Stored dataset items
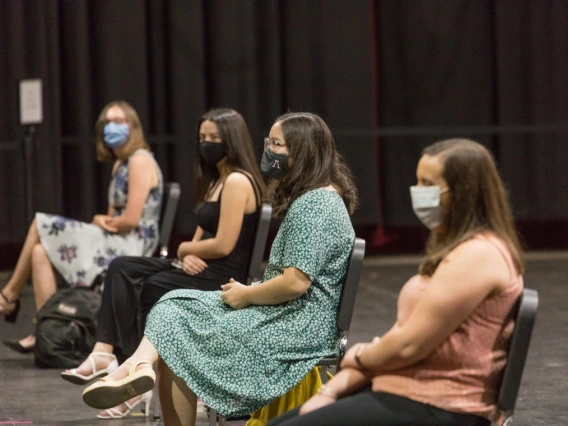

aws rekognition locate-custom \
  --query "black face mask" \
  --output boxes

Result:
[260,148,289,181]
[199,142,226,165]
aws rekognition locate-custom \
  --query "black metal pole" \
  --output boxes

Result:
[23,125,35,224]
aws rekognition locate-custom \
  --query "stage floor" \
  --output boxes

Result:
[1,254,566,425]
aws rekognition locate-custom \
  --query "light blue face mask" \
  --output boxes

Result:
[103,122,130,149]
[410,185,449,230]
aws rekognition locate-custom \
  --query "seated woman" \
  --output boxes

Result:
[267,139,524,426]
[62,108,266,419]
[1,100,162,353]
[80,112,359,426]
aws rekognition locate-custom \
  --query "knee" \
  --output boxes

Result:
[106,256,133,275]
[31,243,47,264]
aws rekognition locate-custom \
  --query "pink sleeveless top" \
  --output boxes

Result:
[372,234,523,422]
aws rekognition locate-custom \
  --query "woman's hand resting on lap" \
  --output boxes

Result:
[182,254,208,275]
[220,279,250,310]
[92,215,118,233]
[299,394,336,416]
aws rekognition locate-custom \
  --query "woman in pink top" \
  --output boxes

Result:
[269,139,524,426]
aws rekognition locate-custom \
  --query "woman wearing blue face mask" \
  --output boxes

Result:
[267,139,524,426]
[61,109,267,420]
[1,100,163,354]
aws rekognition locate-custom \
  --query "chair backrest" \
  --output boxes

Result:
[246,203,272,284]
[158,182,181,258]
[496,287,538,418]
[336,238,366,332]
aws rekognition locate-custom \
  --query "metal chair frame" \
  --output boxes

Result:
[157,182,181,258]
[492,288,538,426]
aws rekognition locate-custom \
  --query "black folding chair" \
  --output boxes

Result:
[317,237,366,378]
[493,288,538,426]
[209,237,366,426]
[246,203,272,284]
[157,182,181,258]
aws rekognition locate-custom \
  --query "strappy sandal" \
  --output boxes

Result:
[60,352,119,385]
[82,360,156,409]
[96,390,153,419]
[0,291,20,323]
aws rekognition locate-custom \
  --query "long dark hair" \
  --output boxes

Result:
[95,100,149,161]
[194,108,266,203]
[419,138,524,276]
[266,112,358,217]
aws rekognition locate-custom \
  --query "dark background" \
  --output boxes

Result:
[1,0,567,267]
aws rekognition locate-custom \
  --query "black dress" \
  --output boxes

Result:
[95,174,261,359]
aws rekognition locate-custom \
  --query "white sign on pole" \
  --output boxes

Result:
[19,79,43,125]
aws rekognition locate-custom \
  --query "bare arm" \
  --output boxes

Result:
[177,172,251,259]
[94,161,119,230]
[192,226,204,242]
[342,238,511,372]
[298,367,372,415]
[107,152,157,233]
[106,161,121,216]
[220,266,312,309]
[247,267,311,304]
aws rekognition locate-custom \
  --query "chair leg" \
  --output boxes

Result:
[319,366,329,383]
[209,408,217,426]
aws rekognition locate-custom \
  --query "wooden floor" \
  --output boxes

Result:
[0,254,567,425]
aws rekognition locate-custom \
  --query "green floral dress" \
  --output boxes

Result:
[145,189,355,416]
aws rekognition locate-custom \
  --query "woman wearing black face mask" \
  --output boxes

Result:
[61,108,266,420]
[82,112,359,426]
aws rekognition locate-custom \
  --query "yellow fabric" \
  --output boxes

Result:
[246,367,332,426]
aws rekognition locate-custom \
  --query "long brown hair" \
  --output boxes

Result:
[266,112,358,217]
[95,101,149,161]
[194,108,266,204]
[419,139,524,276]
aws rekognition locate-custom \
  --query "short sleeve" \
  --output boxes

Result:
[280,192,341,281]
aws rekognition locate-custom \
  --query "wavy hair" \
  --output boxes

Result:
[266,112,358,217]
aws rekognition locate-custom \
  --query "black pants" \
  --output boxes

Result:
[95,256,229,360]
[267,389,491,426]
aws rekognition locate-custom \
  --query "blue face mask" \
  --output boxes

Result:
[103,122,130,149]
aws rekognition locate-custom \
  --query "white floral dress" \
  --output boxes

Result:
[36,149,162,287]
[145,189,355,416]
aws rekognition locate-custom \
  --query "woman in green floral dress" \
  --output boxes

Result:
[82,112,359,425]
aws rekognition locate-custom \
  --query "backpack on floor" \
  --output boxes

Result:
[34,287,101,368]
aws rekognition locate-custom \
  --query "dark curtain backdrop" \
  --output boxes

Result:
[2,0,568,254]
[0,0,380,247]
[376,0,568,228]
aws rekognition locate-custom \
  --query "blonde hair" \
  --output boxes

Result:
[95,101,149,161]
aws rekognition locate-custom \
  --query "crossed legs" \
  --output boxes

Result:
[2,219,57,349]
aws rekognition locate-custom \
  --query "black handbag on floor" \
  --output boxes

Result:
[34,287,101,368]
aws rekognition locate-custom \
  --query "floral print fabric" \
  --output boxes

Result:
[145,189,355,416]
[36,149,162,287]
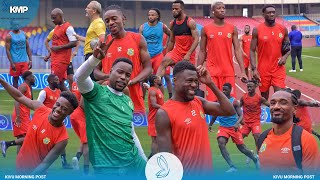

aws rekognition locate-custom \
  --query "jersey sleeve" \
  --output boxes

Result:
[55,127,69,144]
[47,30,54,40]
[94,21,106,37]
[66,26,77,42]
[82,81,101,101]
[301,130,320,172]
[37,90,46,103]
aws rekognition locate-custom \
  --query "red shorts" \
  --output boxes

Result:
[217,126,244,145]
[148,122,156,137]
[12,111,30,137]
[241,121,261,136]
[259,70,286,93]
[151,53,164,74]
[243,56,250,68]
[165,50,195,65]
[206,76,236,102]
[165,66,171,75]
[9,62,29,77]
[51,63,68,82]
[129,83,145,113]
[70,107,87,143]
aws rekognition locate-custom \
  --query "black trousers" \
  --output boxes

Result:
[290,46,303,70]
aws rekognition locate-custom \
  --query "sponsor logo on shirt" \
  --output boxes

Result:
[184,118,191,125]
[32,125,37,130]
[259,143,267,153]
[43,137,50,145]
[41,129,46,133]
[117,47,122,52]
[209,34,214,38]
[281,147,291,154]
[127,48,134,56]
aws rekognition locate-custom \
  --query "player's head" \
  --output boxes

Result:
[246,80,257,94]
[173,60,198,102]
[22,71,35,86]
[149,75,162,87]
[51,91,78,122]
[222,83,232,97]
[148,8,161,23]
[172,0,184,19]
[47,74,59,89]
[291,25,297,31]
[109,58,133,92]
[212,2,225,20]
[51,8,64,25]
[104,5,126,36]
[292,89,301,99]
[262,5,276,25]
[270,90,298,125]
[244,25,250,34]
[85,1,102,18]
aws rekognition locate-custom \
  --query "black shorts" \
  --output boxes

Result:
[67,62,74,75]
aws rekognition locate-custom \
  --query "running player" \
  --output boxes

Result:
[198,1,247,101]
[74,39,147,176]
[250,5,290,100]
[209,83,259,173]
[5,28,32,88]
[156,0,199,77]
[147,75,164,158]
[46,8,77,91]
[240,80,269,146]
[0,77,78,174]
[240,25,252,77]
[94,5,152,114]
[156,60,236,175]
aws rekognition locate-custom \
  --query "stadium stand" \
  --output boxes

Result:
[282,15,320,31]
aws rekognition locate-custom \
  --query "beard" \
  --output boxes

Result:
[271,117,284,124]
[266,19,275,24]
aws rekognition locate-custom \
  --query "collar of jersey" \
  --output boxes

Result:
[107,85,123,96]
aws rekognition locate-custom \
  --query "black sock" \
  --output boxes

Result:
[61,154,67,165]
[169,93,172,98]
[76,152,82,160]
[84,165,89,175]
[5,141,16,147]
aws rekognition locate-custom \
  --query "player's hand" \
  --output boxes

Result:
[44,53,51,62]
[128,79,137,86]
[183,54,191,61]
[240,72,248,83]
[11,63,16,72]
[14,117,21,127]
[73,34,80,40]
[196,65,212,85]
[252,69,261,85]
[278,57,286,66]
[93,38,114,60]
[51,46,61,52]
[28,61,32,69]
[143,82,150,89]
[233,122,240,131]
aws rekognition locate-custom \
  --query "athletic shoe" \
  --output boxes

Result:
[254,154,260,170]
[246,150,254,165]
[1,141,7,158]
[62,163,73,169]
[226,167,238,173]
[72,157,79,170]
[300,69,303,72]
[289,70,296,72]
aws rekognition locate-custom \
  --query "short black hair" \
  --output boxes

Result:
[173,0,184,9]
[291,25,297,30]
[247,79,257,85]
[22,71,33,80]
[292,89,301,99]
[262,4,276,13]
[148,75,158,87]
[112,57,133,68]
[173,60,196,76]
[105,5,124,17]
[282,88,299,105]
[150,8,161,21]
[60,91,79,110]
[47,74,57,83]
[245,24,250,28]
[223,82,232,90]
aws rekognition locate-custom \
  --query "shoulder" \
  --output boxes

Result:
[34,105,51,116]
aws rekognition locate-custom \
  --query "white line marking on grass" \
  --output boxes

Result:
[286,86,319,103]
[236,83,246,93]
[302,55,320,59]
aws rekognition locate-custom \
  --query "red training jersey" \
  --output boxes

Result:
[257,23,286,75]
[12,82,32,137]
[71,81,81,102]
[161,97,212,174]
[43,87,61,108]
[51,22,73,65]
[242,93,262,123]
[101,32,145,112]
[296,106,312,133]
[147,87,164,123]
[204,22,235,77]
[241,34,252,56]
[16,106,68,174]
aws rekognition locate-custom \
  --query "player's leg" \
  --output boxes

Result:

→ **ASSIGNMENT**
Retrieve each line from the records above where the word "blue" occurs.

→ **ANSWER TO THE PROBLEM**
  --query "light blue face mask" \
  --query "woman wearing blue face mask" \
  --query "blue face mask" \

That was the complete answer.